Provided records —
=-=-=-=-=

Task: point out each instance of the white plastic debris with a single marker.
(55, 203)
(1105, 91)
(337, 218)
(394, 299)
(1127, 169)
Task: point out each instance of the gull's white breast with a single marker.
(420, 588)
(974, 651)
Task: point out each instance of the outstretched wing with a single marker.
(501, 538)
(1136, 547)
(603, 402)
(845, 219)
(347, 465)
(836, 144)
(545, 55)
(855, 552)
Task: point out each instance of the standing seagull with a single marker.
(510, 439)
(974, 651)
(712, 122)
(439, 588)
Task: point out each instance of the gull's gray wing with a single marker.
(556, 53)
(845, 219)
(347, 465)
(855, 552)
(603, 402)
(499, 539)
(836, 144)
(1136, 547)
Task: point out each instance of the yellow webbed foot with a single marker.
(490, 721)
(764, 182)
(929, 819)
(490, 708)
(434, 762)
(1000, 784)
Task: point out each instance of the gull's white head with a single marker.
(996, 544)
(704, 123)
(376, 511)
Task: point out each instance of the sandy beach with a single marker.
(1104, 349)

=-=-=-=-=

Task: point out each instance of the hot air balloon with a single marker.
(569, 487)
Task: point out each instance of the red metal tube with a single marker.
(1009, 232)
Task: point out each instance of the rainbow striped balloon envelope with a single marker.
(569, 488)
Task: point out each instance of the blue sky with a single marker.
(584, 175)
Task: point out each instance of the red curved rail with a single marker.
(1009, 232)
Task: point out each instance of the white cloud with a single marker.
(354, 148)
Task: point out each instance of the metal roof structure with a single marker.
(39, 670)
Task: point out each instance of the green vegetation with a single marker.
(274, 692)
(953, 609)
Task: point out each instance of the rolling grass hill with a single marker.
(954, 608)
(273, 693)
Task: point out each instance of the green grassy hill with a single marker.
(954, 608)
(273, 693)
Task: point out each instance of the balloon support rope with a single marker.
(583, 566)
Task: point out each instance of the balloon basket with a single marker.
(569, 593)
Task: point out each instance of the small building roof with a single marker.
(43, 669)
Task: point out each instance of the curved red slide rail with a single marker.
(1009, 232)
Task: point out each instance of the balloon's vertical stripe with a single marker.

=-=-=-=-=

Your instructions —
Copy the data without any change, from the line containing "Task: point out each instance of the curved" through the line containing "Task: point out each instance of the balloon's", both of those lines included.

The output —
Task: point out each instance of the curved red slide rail with a single marker.
(1009, 232)
Task: point out each instance of the balloon's vertical stripe with a single marker.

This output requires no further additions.